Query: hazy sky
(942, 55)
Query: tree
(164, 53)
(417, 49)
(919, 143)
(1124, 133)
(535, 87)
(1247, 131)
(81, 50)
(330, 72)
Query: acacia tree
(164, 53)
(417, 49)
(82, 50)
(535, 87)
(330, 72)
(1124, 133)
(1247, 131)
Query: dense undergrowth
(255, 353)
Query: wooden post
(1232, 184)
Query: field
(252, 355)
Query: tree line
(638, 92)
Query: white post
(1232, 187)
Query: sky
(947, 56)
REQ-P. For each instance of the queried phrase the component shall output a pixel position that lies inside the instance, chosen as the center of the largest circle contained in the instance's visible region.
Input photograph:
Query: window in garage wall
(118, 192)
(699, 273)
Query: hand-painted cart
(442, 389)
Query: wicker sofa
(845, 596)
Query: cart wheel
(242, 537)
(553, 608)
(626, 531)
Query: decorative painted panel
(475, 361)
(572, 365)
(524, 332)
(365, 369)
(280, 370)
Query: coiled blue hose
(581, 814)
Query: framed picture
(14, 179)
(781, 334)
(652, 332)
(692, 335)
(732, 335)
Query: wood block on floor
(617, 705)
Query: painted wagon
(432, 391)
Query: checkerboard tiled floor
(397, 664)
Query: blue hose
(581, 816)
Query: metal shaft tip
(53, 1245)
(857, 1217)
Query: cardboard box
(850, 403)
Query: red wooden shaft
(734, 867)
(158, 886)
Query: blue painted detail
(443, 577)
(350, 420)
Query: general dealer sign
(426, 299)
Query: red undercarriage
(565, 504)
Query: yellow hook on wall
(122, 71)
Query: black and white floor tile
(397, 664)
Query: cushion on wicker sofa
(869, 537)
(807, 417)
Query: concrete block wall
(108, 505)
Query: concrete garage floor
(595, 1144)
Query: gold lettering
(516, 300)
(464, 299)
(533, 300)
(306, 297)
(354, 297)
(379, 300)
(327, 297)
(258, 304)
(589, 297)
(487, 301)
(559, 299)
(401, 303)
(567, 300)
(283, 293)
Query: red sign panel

==

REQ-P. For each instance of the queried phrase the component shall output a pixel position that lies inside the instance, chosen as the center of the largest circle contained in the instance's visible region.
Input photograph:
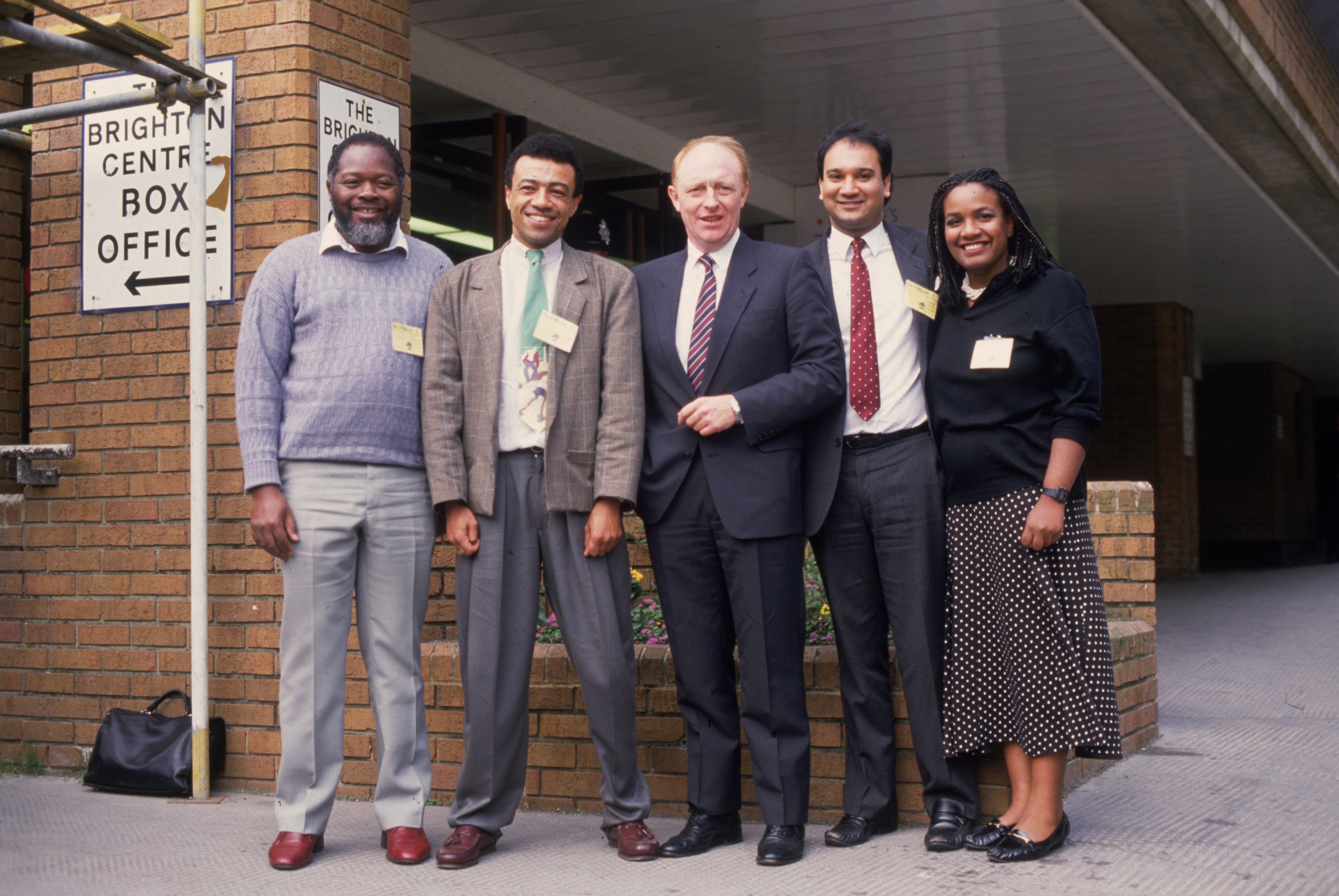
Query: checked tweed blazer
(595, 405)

- [Written task] Rescale the records, beginning at the line that has "Query: metal shaft tip" and stopping after the line that has "Query: red sign panel". Repeat every line in that span, the "Query:" lines included, but multiply each coordinate in the answer points by 1.65 and round to whole numbers, with halves rounding up.

- [Output for this task]
Query: metal shaft tip
(87, 2054)
(1414, 2008)
Query: cardboard box
(1403, 665)
Query: red wooden shaft
(1211, 1431)
(261, 1462)
Query: blue painted detail
(731, 952)
(578, 693)
Query: general dealer sign
(703, 493)
Query: red undercarriage
(932, 832)
Query: yellow hook on wall
(201, 117)
Query: black and white floor tile
(655, 1096)
Query: cushion on wicker sofa
(1434, 886)
(1332, 688)
Query: concrete block wall
(178, 833)
Query: concrete garage floor
(982, 1888)
Query: gold lettering
(851, 495)
(766, 493)
(879, 495)
(505, 490)
(584, 490)
(625, 495)
(540, 490)
(426, 502)
(972, 490)
(804, 497)
(922, 493)
(662, 500)
(936, 495)
(467, 483)
Query: red sign panel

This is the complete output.